PROBLEM STATEMENT: What is needed is an exact repetition of the lines from the first one in the data through the line with "box: [134, 150, 152, 167]", with no pictures.

MATERIAL FOR THE TASK:
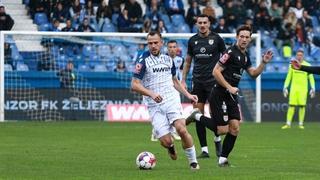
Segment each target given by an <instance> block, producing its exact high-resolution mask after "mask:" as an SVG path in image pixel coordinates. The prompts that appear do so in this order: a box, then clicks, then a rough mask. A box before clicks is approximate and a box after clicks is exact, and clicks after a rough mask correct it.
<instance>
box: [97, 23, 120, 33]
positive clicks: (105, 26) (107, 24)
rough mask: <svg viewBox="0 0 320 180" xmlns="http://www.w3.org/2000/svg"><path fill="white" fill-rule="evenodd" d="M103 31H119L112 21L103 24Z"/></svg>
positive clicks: (109, 31) (102, 27)
mask: <svg viewBox="0 0 320 180" xmlns="http://www.w3.org/2000/svg"><path fill="white" fill-rule="evenodd" d="M101 31H102V32H117V29H116V27H115V26H114V25H113V24H111V23H104V24H103V26H102V30H101Z"/></svg>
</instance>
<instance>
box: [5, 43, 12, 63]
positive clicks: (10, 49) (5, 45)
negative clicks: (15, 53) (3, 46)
mask: <svg viewBox="0 0 320 180" xmlns="http://www.w3.org/2000/svg"><path fill="white" fill-rule="evenodd" d="M11 52H12V50H11V47H10V44H8V43H6V42H5V43H4V64H10V65H11V67H12V69H14V66H13V60H12V57H11Z"/></svg>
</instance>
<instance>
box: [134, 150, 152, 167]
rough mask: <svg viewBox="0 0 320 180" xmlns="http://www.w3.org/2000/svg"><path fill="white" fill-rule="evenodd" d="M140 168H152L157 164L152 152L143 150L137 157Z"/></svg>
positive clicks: (137, 160) (138, 166)
mask: <svg viewBox="0 0 320 180" xmlns="http://www.w3.org/2000/svg"><path fill="white" fill-rule="evenodd" d="M136 164H137V167H138V168H139V169H144V170H151V169H153V168H154V167H155V166H156V157H155V156H154V155H153V154H152V153H151V152H147V151H144V152H141V153H140V154H139V155H138V156H137V159H136Z"/></svg>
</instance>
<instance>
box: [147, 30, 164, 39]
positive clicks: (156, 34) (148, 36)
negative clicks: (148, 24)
mask: <svg viewBox="0 0 320 180" xmlns="http://www.w3.org/2000/svg"><path fill="white" fill-rule="evenodd" d="M154 35H158V36H159V37H160V38H162V35H161V33H160V32H158V31H150V32H149V33H148V35H147V38H148V37H149V36H154Z"/></svg>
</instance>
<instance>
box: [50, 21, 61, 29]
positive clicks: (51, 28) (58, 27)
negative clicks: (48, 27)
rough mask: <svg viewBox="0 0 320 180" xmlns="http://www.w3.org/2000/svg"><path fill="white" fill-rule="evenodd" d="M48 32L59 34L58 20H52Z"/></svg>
mask: <svg viewBox="0 0 320 180" xmlns="http://www.w3.org/2000/svg"><path fill="white" fill-rule="evenodd" d="M49 31H54V32H59V31H61V29H60V21H59V20H58V19H54V20H53V23H52V26H51V28H49Z"/></svg>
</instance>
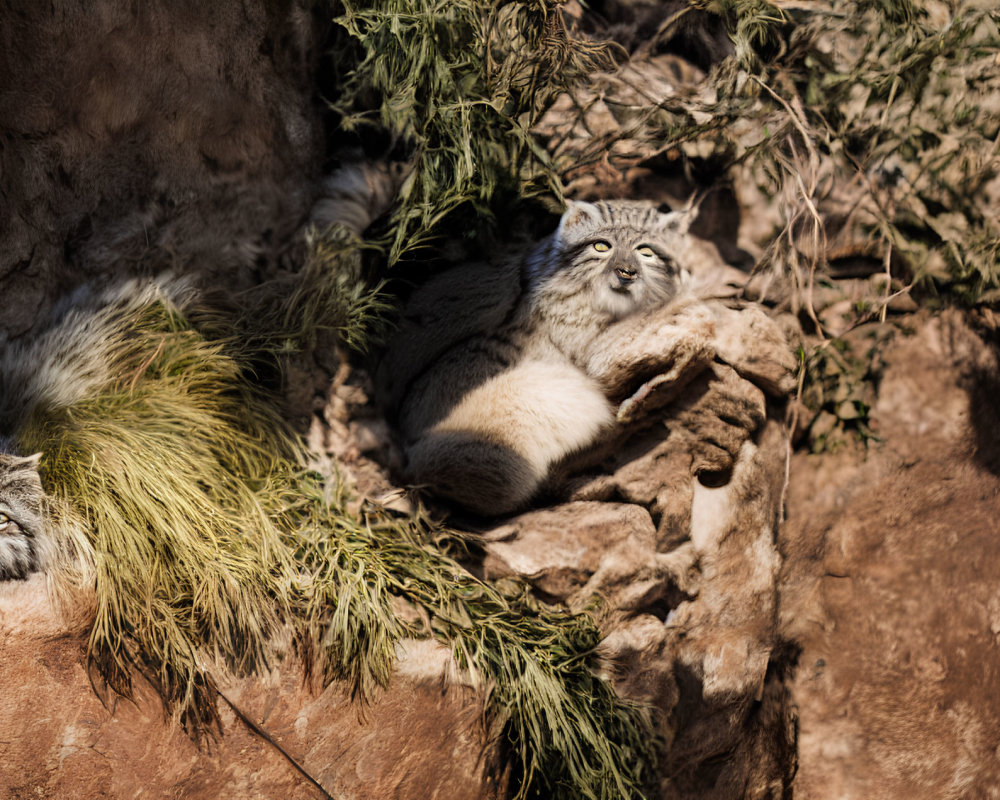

SOLUTION TO THIS TASK:
Segment each target given by an <instance> block, producing its exact high-resolution mask after "mask:" as an SVG path in image pixel coordinates. The prompts that appear do so in this order: a box, then clicks, then a rough mask. A box before clicks is approximate and a box after clicks is exact, and clicks after a rough mask correct it.
<instance>
box: [97, 23, 120, 33]
positive clicks: (105, 26) (107, 24)
rough mask: <svg viewBox="0 0 320 180" xmlns="http://www.w3.org/2000/svg"><path fill="white" fill-rule="evenodd" d="M103 31H119L112 21L103 24Z"/></svg>
positive clicks: (109, 31) (102, 27)
mask: <svg viewBox="0 0 320 180" xmlns="http://www.w3.org/2000/svg"><path fill="white" fill-rule="evenodd" d="M101 31H102V32H117V29H116V27H115V26H114V25H113V24H111V23H104V24H103V26H102V30H101Z"/></svg>
</instance>
<instance>
box: [5, 43, 12, 63]
positive clicks: (10, 49) (5, 45)
negative clicks: (15, 53) (3, 46)
mask: <svg viewBox="0 0 320 180" xmlns="http://www.w3.org/2000/svg"><path fill="white" fill-rule="evenodd" d="M11 52H12V50H11V47H10V44H8V43H6V42H5V43H4V64H10V65H11V67H12V69H14V66H13V60H12V57H11Z"/></svg>
</instance>
<instance>
box: [134, 150, 152, 167]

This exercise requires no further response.